_Belge alıntısı_:

Taşeron Yasası ya da Sendikalaşmaya Bir Darbe Daha
Deniz Kavukçuoğlu
Son Köşe Yazıları

Taşeron Yasası ya da Sendikalaşmaya Bir Darbe Daha

28.05.2014 03:22
Güncellenme:
Takip Et:

Kamudaki taşeron işçilerin kıdem tazminatı, yıllık izin, fazla mesai gibi sıkıntılarını çözmek üzere hazırlandığı duyurulan yasa taslağına Başbakan Yardımcısı Ali Babacan, Maliye Bakanı Mehmet Şimşek ve Çalışma Bakanı Faruk Çelik ile ilgili bürokratların katıldığı Ekonomi Koordinasyon Kurulu’nda son şekli verildi. Ne var ki bu yasa taslağı duyurulandan farklı olarak tüm çalışma hayatını etkileyecek değişiklikler içeriyor.
14 maddelik yasa taslağında taşeron istihdamı kabul edilerek “alt işverenin (taşeron) işçilerine ödenecek ücret ve diğer sosyal haklar asıl işverenin emsal işçisine ödenen ücret ve sosyal haklardan daha az olamaz” deniyor. Buna göre yasaya aykırı olarak taşeron çalıştıran işveren, asıl işçinin ücreti kadar ücret ödemesi durumunda taşeron çalıştırmayı sürdürebiliyor.

***

Bu taslak yasalaştığında Türkiye’de otomotiv, tekstil, çimento, inşaat, maden, metal, makine, elektronik gibi akla gelen tüm sektörlerde ücret ve sosyal haklar eşitlenmesine bağlı olarak patronlar, mevcut işçilerinin yanı sıra aynı işi yapan taşeron işçi çalıştırabilecek.

[Kaynak satırlar]
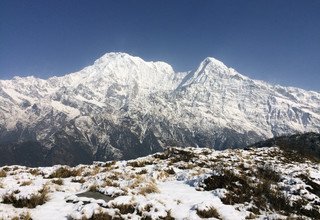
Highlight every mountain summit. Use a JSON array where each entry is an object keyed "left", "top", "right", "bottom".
[{"left": 0, "top": 53, "right": 320, "bottom": 165}]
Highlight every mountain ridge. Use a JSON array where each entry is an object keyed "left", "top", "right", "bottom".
[{"left": 0, "top": 53, "right": 320, "bottom": 163}]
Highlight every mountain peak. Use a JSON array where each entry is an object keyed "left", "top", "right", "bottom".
[
  {"left": 94, "top": 52, "right": 142, "bottom": 64},
  {"left": 200, "top": 57, "right": 228, "bottom": 68}
]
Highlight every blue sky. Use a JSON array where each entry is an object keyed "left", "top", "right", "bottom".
[{"left": 0, "top": 0, "right": 320, "bottom": 91}]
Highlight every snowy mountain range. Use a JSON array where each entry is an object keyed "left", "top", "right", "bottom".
[{"left": 0, "top": 53, "right": 320, "bottom": 166}]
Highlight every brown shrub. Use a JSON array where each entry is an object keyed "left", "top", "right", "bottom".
[
  {"left": 2, "top": 185, "right": 48, "bottom": 208},
  {"left": 52, "top": 178, "right": 63, "bottom": 186},
  {"left": 139, "top": 182, "right": 160, "bottom": 195},
  {"left": 196, "top": 206, "right": 221, "bottom": 219},
  {"left": 20, "top": 180, "right": 32, "bottom": 186},
  {"left": 0, "top": 169, "right": 7, "bottom": 178},
  {"left": 71, "top": 177, "right": 86, "bottom": 183},
  {"left": 49, "top": 167, "right": 82, "bottom": 178}
]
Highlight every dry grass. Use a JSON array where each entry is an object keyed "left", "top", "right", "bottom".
[
  {"left": 104, "top": 160, "right": 117, "bottom": 167},
  {"left": 196, "top": 206, "right": 221, "bottom": 219},
  {"left": 102, "top": 178, "right": 120, "bottom": 187},
  {"left": 49, "top": 167, "right": 82, "bottom": 178},
  {"left": 20, "top": 180, "right": 32, "bottom": 186},
  {"left": 29, "top": 169, "right": 42, "bottom": 176},
  {"left": 2, "top": 185, "right": 48, "bottom": 208},
  {"left": 0, "top": 169, "right": 7, "bottom": 178},
  {"left": 52, "top": 178, "right": 63, "bottom": 186},
  {"left": 89, "top": 184, "right": 99, "bottom": 192},
  {"left": 127, "top": 160, "right": 153, "bottom": 167},
  {"left": 11, "top": 212, "right": 32, "bottom": 220},
  {"left": 139, "top": 182, "right": 160, "bottom": 195},
  {"left": 71, "top": 177, "right": 86, "bottom": 183}
]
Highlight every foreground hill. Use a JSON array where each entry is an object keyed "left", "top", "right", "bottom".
[
  {"left": 0, "top": 53, "right": 320, "bottom": 166},
  {"left": 0, "top": 147, "right": 320, "bottom": 220}
]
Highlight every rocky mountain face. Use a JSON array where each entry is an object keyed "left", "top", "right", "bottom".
[{"left": 0, "top": 53, "right": 320, "bottom": 166}]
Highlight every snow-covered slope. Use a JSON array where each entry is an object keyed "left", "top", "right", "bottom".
[
  {"left": 0, "top": 53, "right": 320, "bottom": 164},
  {"left": 0, "top": 144, "right": 320, "bottom": 220}
]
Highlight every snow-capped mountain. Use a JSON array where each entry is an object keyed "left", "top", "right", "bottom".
[{"left": 0, "top": 53, "right": 320, "bottom": 165}]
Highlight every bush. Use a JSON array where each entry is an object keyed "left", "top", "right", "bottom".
[
  {"left": 196, "top": 206, "right": 221, "bottom": 219},
  {"left": 139, "top": 182, "right": 160, "bottom": 195},
  {"left": 49, "top": 167, "right": 81, "bottom": 178},
  {"left": 0, "top": 170, "right": 7, "bottom": 178},
  {"left": 2, "top": 185, "right": 48, "bottom": 208},
  {"left": 52, "top": 178, "right": 63, "bottom": 186}
]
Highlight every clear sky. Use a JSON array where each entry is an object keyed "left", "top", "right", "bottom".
[{"left": 0, "top": 0, "right": 320, "bottom": 91}]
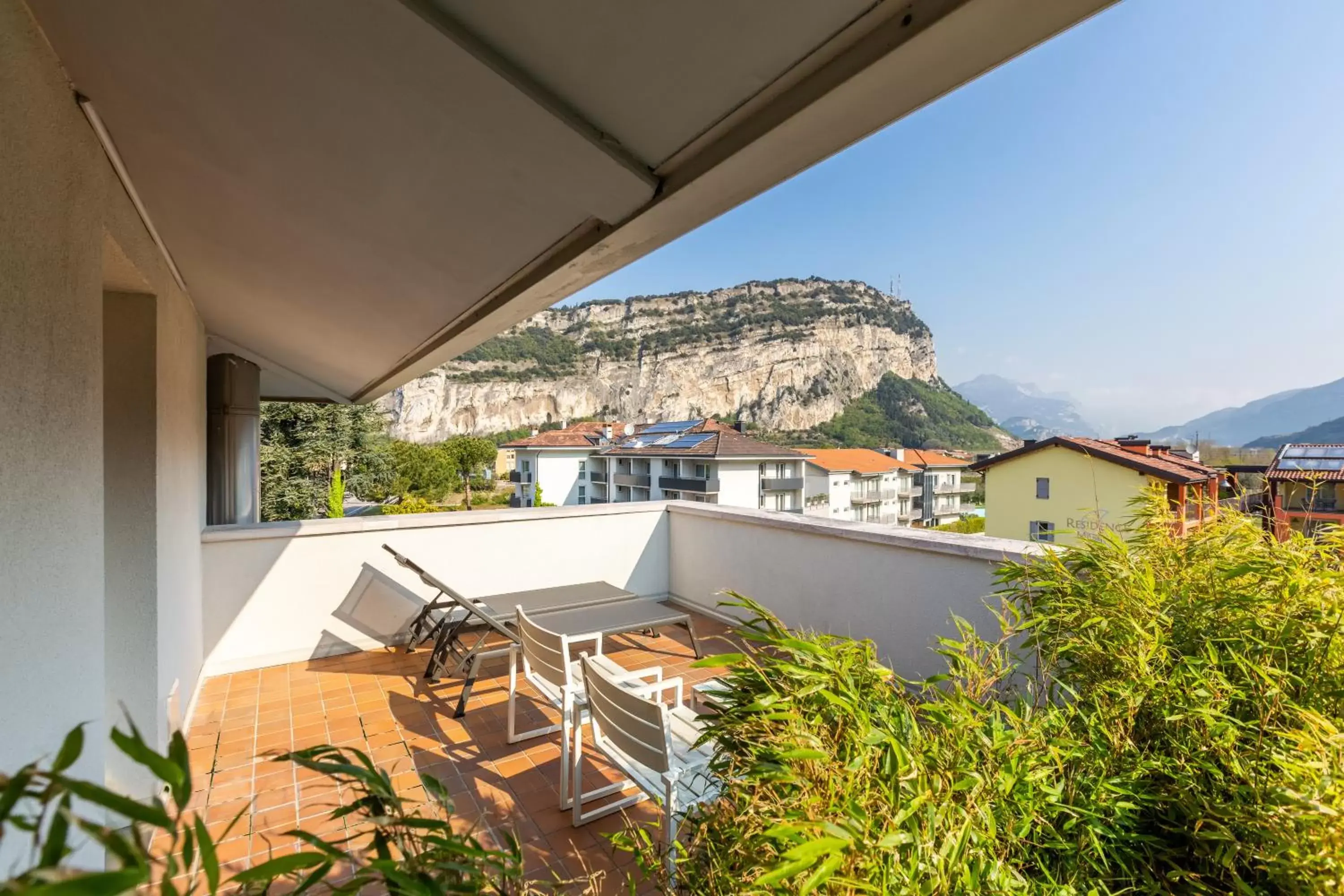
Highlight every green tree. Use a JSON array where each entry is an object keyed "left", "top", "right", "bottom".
[
  {"left": 438, "top": 435, "right": 496, "bottom": 510},
  {"left": 261, "top": 402, "right": 392, "bottom": 520},
  {"left": 376, "top": 441, "right": 461, "bottom": 504},
  {"left": 327, "top": 467, "right": 345, "bottom": 517}
]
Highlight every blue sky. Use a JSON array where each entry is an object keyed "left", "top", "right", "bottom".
[{"left": 571, "top": 0, "right": 1344, "bottom": 431}]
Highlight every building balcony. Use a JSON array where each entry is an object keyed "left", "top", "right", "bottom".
[
  {"left": 659, "top": 475, "right": 719, "bottom": 494},
  {"left": 761, "top": 475, "right": 802, "bottom": 491}
]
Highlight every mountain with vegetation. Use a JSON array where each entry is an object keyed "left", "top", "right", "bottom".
[
  {"left": 379, "top": 277, "right": 946, "bottom": 442},
  {"left": 956, "top": 374, "right": 1097, "bottom": 439},
  {"left": 1246, "top": 417, "right": 1344, "bottom": 448},
  {"left": 1144, "top": 379, "right": 1344, "bottom": 445},
  {"left": 762, "top": 374, "right": 1021, "bottom": 451}
]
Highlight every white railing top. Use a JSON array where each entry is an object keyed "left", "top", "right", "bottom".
[
  {"left": 200, "top": 501, "right": 1044, "bottom": 560},
  {"left": 200, "top": 501, "right": 669, "bottom": 543},
  {"left": 664, "top": 501, "right": 1046, "bottom": 561}
]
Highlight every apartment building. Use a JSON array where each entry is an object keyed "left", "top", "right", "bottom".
[
  {"left": 1265, "top": 444, "right": 1344, "bottom": 540},
  {"left": 500, "top": 421, "right": 634, "bottom": 506},
  {"left": 970, "top": 435, "right": 1224, "bottom": 544},
  {"left": 505, "top": 421, "right": 808, "bottom": 513},
  {"left": 804, "top": 448, "right": 919, "bottom": 525},
  {"left": 891, "top": 448, "right": 976, "bottom": 528}
]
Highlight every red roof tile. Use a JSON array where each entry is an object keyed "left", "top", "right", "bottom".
[
  {"left": 808, "top": 448, "right": 919, "bottom": 473},
  {"left": 970, "top": 435, "right": 1223, "bottom": 483}
]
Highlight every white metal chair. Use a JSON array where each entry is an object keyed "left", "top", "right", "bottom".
[
  {"left": 508, "top": 606, "right": 663, "bottom": 811},
  {"left": 573, "top": 653, "right": 718, "bottom": 873}
]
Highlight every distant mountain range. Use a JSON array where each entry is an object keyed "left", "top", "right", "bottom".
[
  {"left": 1140, "top": 379, "right": 1344, "bottom": 445},
  {"left": 954, "top": 374, "right": 1098, "bottom": 439},
  {"left": 1246, "top": 417, "right": 1344, "bottom": 448}
]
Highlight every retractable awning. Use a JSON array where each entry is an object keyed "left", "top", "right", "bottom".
[{"left": 31, "top": 0, "right": 1110, "bottom": 401}]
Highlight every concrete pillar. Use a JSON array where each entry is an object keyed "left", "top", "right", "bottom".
[
  {"left": 206, "top": 355, "right": 261, "bottom": 525},
  {"left": 99, "top": 293, "right": 160, "bottom": 795}
]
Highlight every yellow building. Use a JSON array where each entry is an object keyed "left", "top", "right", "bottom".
[{"left": 970, "top": 435, "right": 1223, "bottom": 544}]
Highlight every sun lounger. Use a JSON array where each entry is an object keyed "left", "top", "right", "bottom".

_Alıştırma görevleri_:
1. Taşeron yasası taslağını ele alan metne göre aşağıdaki ifadelerin her biri doğru mu? Her birine evet ya da hayır diye yanıt verin ve kararı belirleyen sözcükleri metinden aynen alıntılayın.
(a) Yasa taslağı 14 maddeden oluşuyor.
(b) Taslağa son şeklini Çalışma Bakanı tek başına verdi.
(c) Taslak yalnızca kamudaki taşeron işçileri etkileyen değişiklikler içeriyor.
2. "white" sözcüğünün geçtiği bütün satırları toplayıp olduğu gibi kopyalayın.
Metin ile satırlar arasında herhangi bir bağlantı yok.

_Görevlere göre sonuçlar_:
1.
(a) Evet: "14 maddelik yasa taslağında"
(b) Hayır: "Başbakan Yardımcısı Ali Babacan, Maliye Bakanı Mehmet Şimşek ve Çalışma Bakanı Faruk Çelik ile ilgili bürokratların katıldığı Ekonomi Koordinasyon Kurulu’nda son şekli verildi"
(c) Hayır: "tüm çalışma hayatını etkileyecek değişiklikler içeriyor"

2.
Highlight every white railing top. Use a JSON array where each entry is an object keyed "left", "top", "right", "bottom".
Highlight every white metal chair. Use a JSON array where each entry is an object keyed "left", "top", "right", "bottom".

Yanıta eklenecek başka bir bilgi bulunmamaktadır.